_Tasks to complete_.
1) In the barium enema story, what does the balloon prevent?
2) Pick up the barium enema story after its last sentence and carry it forward.

[Opening Excerpted passage section]

To BE or
Not to BE?
or: How I Learned to Stop
Worrying and Love the Barium Enema
You know there just aren't enough good stories about barium enemas. (Or as the medical profession prefers to call them, BE's).
For those of you who don't know what a barium enema is: First, they stick a balloon up your hiney and inflate it.
Then they shoot a barium solution through the balloon
and into your colon so they can take X-rays. This all takes about 8-10 minutes. Then they remove the
balloon, and you rush into the restroom to flush the barium solution from your colon.
The balloon is not just to add frivolity to the
occasion. It prevents the barium solution from leaking
out during the X-ray. I will have to admit, however,
that I now look twice at any clown bearing wiener dog
balloons. In fact, I'm downright suspicious of anyone
with a balloon.
I had a spare ten minutes one morning and went down to my local radiologist for a
barium enema. After the procedure was over and I returned from the restroom, the radiologist asked me a question. Now you tell me, was she making light of the situation or asking a serious question when she
said, "Do you still have your appendix?" I wasn't sure either.

[Closing Excerpted passage section]
[Opening Entries supplied section]

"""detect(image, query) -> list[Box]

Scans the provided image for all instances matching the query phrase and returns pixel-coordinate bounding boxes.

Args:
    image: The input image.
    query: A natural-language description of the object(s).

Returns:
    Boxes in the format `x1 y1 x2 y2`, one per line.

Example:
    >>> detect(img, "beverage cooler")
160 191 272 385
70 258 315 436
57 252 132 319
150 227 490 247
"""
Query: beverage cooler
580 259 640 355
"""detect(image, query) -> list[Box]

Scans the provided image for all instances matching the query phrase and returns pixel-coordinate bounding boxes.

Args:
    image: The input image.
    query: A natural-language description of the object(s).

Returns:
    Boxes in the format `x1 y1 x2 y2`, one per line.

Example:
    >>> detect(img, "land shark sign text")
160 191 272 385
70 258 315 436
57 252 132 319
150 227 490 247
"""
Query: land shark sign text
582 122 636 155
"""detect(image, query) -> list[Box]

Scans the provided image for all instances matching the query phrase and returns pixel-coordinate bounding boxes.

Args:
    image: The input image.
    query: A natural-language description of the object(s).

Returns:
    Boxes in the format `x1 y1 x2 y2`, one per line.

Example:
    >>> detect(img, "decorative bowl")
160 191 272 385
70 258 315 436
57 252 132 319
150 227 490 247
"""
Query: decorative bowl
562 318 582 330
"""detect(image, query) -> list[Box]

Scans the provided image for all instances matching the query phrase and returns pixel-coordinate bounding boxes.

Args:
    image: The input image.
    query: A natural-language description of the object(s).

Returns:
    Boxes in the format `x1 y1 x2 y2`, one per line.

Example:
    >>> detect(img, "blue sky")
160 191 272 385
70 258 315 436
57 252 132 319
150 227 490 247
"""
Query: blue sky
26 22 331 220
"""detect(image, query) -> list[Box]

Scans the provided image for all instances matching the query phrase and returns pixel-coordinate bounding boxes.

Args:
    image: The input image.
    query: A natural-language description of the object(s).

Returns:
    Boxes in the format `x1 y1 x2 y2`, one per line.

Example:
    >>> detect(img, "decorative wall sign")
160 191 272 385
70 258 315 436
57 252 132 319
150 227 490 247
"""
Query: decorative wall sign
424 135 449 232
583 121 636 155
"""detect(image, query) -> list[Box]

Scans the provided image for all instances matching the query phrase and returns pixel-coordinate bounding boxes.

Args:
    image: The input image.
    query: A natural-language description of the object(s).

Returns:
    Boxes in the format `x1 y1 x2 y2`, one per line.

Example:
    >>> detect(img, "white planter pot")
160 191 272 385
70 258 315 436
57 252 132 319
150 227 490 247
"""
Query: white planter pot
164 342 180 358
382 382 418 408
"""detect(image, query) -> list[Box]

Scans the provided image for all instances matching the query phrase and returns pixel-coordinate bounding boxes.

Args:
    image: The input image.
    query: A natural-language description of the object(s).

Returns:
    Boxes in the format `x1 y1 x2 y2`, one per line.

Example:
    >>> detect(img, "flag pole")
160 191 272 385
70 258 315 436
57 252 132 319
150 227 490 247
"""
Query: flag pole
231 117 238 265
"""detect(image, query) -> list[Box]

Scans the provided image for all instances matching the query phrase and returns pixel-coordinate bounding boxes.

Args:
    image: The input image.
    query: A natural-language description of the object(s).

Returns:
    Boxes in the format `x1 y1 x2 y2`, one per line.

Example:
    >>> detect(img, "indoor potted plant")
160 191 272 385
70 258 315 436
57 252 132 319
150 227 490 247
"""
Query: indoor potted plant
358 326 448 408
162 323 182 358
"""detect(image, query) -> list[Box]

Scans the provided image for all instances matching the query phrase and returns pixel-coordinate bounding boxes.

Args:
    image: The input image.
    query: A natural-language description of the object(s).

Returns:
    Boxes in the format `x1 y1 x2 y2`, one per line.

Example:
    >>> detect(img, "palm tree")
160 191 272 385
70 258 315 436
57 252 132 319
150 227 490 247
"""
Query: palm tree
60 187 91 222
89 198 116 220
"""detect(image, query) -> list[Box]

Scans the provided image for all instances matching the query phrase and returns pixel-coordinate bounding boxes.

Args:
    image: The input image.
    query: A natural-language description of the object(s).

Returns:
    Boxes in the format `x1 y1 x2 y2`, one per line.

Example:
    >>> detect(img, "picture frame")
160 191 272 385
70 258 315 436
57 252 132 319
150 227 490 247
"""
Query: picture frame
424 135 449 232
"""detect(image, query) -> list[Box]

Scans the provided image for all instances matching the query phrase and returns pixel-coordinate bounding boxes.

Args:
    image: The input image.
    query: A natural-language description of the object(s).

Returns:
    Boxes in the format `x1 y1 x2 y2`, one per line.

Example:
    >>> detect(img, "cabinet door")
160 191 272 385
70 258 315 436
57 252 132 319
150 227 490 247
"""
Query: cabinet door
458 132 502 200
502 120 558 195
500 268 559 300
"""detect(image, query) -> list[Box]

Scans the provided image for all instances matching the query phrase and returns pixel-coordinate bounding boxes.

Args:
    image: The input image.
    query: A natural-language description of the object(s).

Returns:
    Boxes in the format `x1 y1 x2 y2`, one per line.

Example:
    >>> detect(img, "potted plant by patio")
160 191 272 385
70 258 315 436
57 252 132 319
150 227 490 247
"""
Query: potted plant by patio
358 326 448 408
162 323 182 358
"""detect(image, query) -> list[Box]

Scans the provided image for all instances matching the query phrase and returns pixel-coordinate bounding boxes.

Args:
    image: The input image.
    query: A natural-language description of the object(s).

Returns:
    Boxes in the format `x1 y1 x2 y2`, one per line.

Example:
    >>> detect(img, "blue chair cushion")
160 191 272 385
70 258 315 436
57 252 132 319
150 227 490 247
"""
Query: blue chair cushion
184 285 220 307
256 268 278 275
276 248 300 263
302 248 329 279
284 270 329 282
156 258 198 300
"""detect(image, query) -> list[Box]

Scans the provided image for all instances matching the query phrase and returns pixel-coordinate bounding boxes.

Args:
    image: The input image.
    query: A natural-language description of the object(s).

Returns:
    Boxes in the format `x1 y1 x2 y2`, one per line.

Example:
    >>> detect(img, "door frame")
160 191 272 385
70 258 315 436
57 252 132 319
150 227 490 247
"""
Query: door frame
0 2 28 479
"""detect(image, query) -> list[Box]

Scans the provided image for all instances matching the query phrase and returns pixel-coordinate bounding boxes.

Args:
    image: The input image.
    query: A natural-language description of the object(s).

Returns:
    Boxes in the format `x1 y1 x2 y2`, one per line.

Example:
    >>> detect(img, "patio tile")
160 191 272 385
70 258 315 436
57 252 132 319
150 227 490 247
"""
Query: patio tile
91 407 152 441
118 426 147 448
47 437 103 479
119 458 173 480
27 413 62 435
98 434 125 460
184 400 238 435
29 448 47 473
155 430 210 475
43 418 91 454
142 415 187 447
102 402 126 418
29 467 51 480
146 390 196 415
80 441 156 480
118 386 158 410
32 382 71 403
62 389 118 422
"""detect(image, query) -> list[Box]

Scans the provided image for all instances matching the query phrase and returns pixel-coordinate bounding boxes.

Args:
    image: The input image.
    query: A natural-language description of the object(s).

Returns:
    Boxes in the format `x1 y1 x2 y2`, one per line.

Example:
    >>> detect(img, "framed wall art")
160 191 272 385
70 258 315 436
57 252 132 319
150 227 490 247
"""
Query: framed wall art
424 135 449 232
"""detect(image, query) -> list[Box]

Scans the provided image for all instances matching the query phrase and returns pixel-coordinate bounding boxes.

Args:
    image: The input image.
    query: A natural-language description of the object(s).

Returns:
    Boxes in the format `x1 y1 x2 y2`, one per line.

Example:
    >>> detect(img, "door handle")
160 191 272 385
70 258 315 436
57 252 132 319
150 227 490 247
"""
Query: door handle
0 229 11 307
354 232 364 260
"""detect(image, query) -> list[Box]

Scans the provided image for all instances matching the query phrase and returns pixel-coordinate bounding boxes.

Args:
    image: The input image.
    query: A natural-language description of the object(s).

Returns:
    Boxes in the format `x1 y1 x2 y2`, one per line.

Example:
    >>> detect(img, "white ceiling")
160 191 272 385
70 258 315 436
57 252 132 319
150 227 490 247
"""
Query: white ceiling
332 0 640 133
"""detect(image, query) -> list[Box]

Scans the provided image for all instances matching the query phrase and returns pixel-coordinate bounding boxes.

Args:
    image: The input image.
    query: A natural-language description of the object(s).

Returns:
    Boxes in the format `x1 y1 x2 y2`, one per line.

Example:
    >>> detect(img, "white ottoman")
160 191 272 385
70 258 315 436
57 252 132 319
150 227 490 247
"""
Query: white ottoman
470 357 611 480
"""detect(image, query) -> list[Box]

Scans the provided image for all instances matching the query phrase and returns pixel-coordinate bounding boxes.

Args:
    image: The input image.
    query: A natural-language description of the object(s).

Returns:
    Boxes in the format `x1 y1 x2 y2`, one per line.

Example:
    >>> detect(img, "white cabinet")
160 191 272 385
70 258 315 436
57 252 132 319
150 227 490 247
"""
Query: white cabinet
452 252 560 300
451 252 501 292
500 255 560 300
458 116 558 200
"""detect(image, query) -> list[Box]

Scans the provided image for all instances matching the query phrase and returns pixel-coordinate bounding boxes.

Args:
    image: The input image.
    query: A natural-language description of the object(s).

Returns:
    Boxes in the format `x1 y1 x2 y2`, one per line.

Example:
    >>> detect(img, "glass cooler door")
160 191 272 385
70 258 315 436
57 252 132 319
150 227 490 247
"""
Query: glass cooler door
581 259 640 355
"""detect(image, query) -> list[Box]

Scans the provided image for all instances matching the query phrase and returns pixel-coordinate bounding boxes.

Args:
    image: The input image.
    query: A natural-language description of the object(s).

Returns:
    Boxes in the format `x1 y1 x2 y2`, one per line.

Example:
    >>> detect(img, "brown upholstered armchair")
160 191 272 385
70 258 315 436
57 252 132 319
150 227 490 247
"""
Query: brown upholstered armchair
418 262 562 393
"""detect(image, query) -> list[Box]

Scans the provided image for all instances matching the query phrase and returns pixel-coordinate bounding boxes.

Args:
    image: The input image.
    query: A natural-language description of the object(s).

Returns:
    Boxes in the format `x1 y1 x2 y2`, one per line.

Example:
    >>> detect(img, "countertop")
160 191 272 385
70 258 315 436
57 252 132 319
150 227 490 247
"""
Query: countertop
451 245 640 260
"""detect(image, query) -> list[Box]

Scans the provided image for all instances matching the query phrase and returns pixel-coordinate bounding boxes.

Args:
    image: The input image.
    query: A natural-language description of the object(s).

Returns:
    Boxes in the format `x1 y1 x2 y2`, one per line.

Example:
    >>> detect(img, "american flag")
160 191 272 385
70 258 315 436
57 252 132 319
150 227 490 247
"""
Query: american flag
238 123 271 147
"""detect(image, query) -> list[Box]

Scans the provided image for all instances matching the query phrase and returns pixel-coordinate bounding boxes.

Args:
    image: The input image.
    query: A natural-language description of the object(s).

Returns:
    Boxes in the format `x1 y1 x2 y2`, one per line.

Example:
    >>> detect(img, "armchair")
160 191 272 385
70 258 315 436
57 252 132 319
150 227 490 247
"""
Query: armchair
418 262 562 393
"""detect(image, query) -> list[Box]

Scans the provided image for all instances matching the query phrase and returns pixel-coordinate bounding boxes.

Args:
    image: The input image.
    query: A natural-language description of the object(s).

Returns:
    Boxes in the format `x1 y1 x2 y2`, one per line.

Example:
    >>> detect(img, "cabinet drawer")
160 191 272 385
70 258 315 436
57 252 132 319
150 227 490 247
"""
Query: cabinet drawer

[Closing Entries supplied section]

_Answers by item_.
1) It prevents the barium solution from leaking out during the X-ray.

2)
Believe me, there is nothing I find more attractive than a woman with a sense of humor and a pair of rubber gloves, but her question caught me off guard. I could have handled,
did everything come out all right in the end?" Or maybe,
"Would you like a glass of water?" But "Do you still have your
appendix?" was not the question I expected. All I
knew was that I had one before we started.
Before you have a barium enema, you are given what's known as a Prep Kit. A Prep Kit has a series of instructions and some laxatives to take at predetermined times. The idea is to remove all substances from your colon so that you can get clear X-rays. I found the instructions in the Prep Kit rather funny.
First, you are told to follow the instructions exactly because if your colon is not completely cleared out, you may have to repeat the barium enema. I must have read the instructions, I don't know, 30 times. There were no parts left over when I finished my prep kit.
Second, try to guess which word was used to describe going to the restroom. Bowel movement? No. Defecate? No. #2? No.
Poop? No. They chose to use "evacuate." Danger. Danger. The building is on fire. Please evacuate the premises immediately.
Third, you are warned that "Individual responses to laxatives vary widely. Remain within easy reach of toilet
facilities." Luckily, the toilet in my apartment
was strategically located in the center of the building. That way, regardless of where I
was in my apartment, I could evacuate as quickly as possible. I also
had exit signs installed which clearly indicated the fastest route to take in case of an emergency evacuation.
To BE or not to BE? Definitely not to BE.